Stored dataset items
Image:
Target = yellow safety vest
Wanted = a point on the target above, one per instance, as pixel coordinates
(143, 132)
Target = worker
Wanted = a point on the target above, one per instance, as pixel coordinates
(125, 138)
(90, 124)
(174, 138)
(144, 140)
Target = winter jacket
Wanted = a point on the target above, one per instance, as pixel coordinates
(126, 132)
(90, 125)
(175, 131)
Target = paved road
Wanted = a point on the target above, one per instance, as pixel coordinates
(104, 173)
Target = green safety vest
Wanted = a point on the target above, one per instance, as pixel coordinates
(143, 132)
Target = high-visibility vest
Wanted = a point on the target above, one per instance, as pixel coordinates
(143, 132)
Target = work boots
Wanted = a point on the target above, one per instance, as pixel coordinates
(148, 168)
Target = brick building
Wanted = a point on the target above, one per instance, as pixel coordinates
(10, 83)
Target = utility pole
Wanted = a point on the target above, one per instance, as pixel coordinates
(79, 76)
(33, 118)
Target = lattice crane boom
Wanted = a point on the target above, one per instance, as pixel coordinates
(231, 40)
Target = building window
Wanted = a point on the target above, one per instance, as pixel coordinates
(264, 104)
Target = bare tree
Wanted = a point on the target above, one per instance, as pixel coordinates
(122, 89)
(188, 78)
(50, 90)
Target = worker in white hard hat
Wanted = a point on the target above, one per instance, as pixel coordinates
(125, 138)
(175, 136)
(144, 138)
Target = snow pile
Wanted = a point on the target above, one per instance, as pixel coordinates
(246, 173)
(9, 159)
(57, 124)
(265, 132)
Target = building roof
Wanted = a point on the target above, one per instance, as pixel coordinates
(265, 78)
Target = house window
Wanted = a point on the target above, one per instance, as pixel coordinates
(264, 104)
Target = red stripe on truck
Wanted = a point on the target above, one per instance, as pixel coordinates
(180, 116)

Your instructions → Rewrite every entry above with "pixel coordinates" changed to "pixel positions" wherever it occurs. Keep everything else the same.

Solved exercise →
Image:
Target = yellow safety vest
Wanted = a point on the target above, one per instance, as pixel positions
(143, 132)
Target = worker
Wanted = a point on the target above, one per instance, as pixel positions
(125, 138)
(90, 124)
(174, 138)
(144, 140)
Target = winter jacket
Wanted = a point on the target above, one per instance, as pixel positions
(126, 132)
(90, 125)
(175, 131)
Target = paved road
Wanted = a point on the target above, one per instance, as pixel positions
(104, 173)
Target = green safety vest
Wanted = a point on the target above, one per instance, as pixel positions
(143, 132)
Target = high-visibility vest
Wanted = a point on the target above, one per instance, as pixel positions
(143, 132)
Target = work boots
Wanted = a point on the target above, one per instance, as pixel positions
(148, 168)
Target = brick building
Wanted = a point on the target above, one per instance, as pixel positions
(10, 83)
Target = utility pole
Wanted = a point on the target above, one per instance, as pixel positions
(79, 76)
(33, 118)
Target = lattice crane boom
Wanted = a point on the target above, one per instance, as pixel positions
(231, 40)
Target = building window
Wanted = a point on the target above, one per instance, as pixel positions
(264, 104)
Target = bare tree
Wanted = a point on the target above, one per instance, as pixel positions
(122, 89)
(188, 78)
(50, 90)
Target = worker in white hard hat
Wanted = a point on the target above, one per instance, as pixel positions
(125, 138)
(175, 136)
(144, 138)
Target = snow pile
Wanted = a point on the target above, one per instance, as pixel positions
(246, 173)
(9, 159)
(57, 124)
(265, 132)
Target = building roof
Wanted = a point on the target above, one per instance, as pixel positions
(265, 78)
Target = house window
Wanted = a point on the target above, one per instance, as pixel positions
(264, 104)
Target = red stripe on truck
Wanted = a point on the target above, one per instance, as pixel positions
(180, 116)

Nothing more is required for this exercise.